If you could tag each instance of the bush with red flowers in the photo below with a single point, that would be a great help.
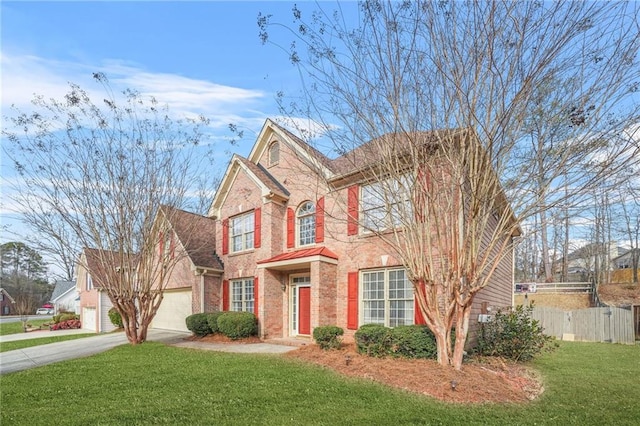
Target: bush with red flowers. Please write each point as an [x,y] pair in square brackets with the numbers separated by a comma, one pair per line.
[66,325]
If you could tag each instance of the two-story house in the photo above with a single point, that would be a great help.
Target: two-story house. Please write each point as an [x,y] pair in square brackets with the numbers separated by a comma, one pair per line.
[295,253]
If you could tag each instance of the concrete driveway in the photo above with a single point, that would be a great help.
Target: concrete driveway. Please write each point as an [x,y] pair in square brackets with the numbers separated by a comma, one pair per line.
[36,356]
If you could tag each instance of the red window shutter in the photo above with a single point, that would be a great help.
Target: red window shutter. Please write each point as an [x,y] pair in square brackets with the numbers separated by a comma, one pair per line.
[255,296]
[352,210]
[291,230]
[225,236]
[320,220]
[257,228]
[352,301]
[417,314]
[225,295]
[418,318]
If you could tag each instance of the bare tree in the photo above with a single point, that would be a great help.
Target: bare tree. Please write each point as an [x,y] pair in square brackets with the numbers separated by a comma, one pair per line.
[94,175]
[477,70]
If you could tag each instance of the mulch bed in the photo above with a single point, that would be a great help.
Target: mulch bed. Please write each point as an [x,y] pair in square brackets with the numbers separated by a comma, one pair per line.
[481,380]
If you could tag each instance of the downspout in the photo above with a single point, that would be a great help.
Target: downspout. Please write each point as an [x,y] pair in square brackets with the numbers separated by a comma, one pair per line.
[202,292]
[99,312]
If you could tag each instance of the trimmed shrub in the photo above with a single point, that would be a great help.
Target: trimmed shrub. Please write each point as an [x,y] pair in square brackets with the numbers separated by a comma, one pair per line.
[198,324]
[65,316]
[514,335]
[115,318]
[236,325]
[66,325]
[413,341]
[328,336]
[212,320]
[374,340]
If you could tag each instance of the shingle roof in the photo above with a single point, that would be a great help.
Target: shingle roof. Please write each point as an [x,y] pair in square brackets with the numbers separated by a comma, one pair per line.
[313,152]
[97,260]
[300,254]
[61,288]
[197,234]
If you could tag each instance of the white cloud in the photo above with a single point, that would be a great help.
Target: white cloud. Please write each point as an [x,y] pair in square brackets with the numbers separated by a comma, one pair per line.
[26,75]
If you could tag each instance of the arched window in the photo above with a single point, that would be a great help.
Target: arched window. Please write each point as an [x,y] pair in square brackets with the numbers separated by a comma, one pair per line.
[274,153]
[306,223]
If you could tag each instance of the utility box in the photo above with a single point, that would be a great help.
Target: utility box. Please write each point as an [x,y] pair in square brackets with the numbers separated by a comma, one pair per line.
[484,318]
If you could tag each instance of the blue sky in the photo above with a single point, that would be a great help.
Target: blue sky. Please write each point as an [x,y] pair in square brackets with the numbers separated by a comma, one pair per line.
[197,57]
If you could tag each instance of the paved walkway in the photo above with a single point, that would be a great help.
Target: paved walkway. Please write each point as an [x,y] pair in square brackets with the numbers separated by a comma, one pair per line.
[36,356]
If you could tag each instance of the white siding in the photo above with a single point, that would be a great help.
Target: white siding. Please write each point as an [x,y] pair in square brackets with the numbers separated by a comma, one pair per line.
[174,309]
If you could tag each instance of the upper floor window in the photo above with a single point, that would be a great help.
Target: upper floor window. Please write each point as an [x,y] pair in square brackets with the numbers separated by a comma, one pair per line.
[274,153]
[242,229]
[242,297]
[386,204]
[306,224]
[387,298]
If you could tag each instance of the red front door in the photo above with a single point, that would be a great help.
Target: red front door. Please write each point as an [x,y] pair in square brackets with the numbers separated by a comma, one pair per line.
[304,310]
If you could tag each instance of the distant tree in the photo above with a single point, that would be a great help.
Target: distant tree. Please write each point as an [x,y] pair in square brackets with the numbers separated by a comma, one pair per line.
[24,275]
[477,69]
[94,175]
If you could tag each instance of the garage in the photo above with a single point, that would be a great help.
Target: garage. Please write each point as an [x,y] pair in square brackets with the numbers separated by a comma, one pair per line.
[88,319]
[175,307]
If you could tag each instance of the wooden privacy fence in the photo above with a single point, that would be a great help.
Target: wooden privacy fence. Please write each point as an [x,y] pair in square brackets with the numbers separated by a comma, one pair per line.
[614,325]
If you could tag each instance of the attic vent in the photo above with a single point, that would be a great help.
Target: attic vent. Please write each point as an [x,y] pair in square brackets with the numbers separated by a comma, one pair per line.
[274,153]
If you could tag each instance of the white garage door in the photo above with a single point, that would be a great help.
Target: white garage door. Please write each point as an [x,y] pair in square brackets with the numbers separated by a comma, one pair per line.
[175,307]
[88,320]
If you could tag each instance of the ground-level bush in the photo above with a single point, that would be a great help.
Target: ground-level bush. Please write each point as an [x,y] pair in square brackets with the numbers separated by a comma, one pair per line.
[237,325]
[513,334]
[328,336]
[115,317]
[374,340]
[65,316]
[413,341]
[66,325]
[198,324]
[212,320]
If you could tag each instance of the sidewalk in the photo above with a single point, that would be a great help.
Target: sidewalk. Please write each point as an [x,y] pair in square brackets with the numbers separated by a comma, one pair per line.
[40,333]
[36,356]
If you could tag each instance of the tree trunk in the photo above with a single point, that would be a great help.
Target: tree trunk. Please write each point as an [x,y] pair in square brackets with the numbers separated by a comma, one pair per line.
[462,328]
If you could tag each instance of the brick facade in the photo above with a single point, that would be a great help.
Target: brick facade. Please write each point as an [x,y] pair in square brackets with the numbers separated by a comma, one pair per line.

-.-.-

What is expected: Please format every line above as a numbered list, skipping any blank lines. Leave the pictures out of the list.

Full solution:
1. If you could tag each instance of the bush with red flowers in the photo below with a single point, that would be a great help.
2. Target: bush with red flowers. Please write each point as an [x,y] pair in square brackets with the numbers separated by a comma, one pair per line.
3. [66,325]
4. If you could tag each instance of the two-story house in the photo above with a single point, that would be a great help.
5. Target: two-story house. Please write each point as an [x,y] pair in square brackets with the numbers separated by a comma, one pair per line.
6. [295,253]
7. If you could tag each instance of the concrete driveway in the photo above with a single point, that would be a great help.
8. Target: concrete driveway. Please write each point as an [x,y] pair in square brackets with the numbers separated by a comma, one pair per line.
9. [36,356]
10. If you could tag each instance of the red window shutter in the photo above with a single point, that would be a great help.
11. Target: red window shutter. Please write each point as an [x,y] pair in square brackets with the numbers separated by a comma, one pair per line.
12. [255,296]
13. [352,210]
14. [291,230]
15. [225,236]
16. [320,220]
17. [257,228]
18. [352,301]
19. [417,314]
20. [225,295]
21. [418,318]
22. If you could tag each instance of the bare tree in the photo above with a single point, that would be a great help.
23. Target: bare tree. Please write each point as an [x,y] pair in square brackets with the numbers separated by a comma, one pair per line.
24. [94,175]
25. [477,70]
26. If you could tag each instance of the mulch bed in the photo above with a single point, that would be a great help.
27. Target: mulch bed. Please write each point as an [x,y] pair in square brackets with the numbers separated by a comma, one pair per line.
28. [481,380]
29. If you could tag each instance of the downspout in the photo above with a single point, that would be a great help.
30. Target: downspout. Please write each point as an [x,y] pair in square brackets with the numbers separated by a comma, one pair per line.
31. [202,292]
32. [99,312]
33. If you could tag each instance of the trimmed shrub in the photo above with a single point, that would be a great help.
34. Target: trimmed shrub. Please write each point as an [x,y] pair in square brackets with the numbers separated by a comma, one pair per line.
35. [198,324]
36. [65,316]
37. [514,335]
38. [115,318]
39. [236,325]
40. [66,325]
41. [413,341]
42. [328,336]
43. [212,320]
44. [374,340]
45. If you could tag each instance of the shingle roof in the photo above with a single point, that would be a great help.
46. Target: shingle roof. Please write each point as an [x,y] pair in square brackets with the numbers separated by a comma, one pair per line.
47. [313,152]
48. [97,260]
49. [300,254]
50. [61,288]
51. [197,234]
52. If you could tag each instance of the white cloud in the photo above with a single point, that would be a great help.
53. Target: white cloud. Please write each point as an [x,y] pair in square brackets with the numbers separated by a comma, one pair per line.
54. [26,75]
55. If you could tag each instance of the arched window in the photo above with a single point, that would be a great help.
56. Target: arched window. Please write each point as an [x,y] pair in square brackets with the numbers separated by a comma, one pair per line.
57. [274,153]
58. [306,223]
59. If you could tag each instance of the utility box in the photo above with a single point, that would be a great help.
60. Target: utility box. Please write each point as an [x,y] pair in square brackets with the numbers separated by a comma, one pair per line.
61. [484,318]
62. If you could tag each instance of the blue sky in the photo above with a single point, that would be a great help.
63. Target: blue sky. Please write each point as an [x,y] pair in square brackets with the numbers separated by a comma, one pair per line.
64. [197,57]
65. If you could tag each instance of the paved walkway in the photo above with a single point, that would be a great help.
66. Target: paved walkway. Please write each point as an [x,y] pair in square brackets with the numbers separated by a comma, one pair per line.
67. [36,356]
68. If you could tag each instance of the white siding in the photo above with a single point, that would be a great help.
69. Target: white siding. Please write each point as an [x,y] pair in square brackets with the numbers separated by a comma, one pair per line.
70. [174,309]
71. If you could tag each instance of the upper floor window in the photo above with a single point, that would be a great help.
72. Target: upper floor window. Please write each point as an [x,y] pair in square brackets with the numbers separated by a comma, one pair per line.
73. [274,153]
74. [242,229]
75. [242,297]
76. [386,204]
77. [306,224]
78. [387,298]
79. If you could tag each instance of the red front door in the photo above with a single point, that would be a great help.
80. Target: red front door. Please write each point as an [x,y] pair in square brackets with the numbers separated by a comma, one pair per line.
81. [304,310]
82. If you could tag each instance of the distant tree in the photo above with a single point, that would be a great help.
83. Target: distant tree. Please write each point as an [x,y] pair in square brackets with the numbers separated by a comma, one pair per line.
84. [24,275]
85. [477,69]
86. [94,175]
87. If you could tag each instance of the garage in the photo above with a single point, that would be a great help.
88. Target: garage. Please write each point as an [x,y] pair in square brackets with the numbers separated by a comma, one pair per line.
89. [88,319]
90. [175,307]
91. If you could tag each instance of the wooden privacy fence in the photo above with a single point, that would be a great help.
92. Target: wooden privacy fence. Please write each point as an [x,y] pair in square brackets with the numbers separated by a comma, one pair per line.
93. [614,325]
94. If you could tag each instance of the attic vent in the photo above with a single point, that would be a great help.
95. Target: attic vent. Please write each point as an [x,y] pair in square brackets with the numbers separated by a comma, one pair per line.
96. [274,153]
97. If you could tag each instance of the white garage door in the photo above with a single point, that would be a great help.
98. Target: white garage door. Please write each point as an [x,y] pair in square brackets with the numbers separated by a comma, one pair per line.
99. [175,307]
100. [88,320]
101. If you could tag each instance of the ground-level bush in the photo above with a single point, that would be a great help.
102. Target: ground-level bush. Please write each point as an [x,y] pair in square brackets with the numbers separated by a comma, one pair per line.
103. [237,325]
104. [513,334]
105. [328,336]
106. [115,317]
107. [374,340]
108. [65,316]
109. [413,341]
110. [66,325]
111. [198,324]
112. [212,320]
113. If you could tag each instance of the sidewalk in the photo above with a single point, that would be a great help.
114. Target: sidewalk. Please write each point as an [x,y] pair in square brackets with the numbers separated by a comma, one pair per line.
115. [40,333]
116. [36,356]
117. If you could tag each instance of the tree trunk in the photo above with a single point, that would be a great help.
118. Target: tree trunk. Please write each point as an [x,y] pair in square brackets with the numbers separated by a comma, one pair per line.
119. [462,328]
120. If you could tag each instance of the brick facade in the photo above with a single point, that would be a great help.
121. Target: brick facade. Please write each point as an [x,y] pair in square brackets with the numbers separated by a comma, one pair per line.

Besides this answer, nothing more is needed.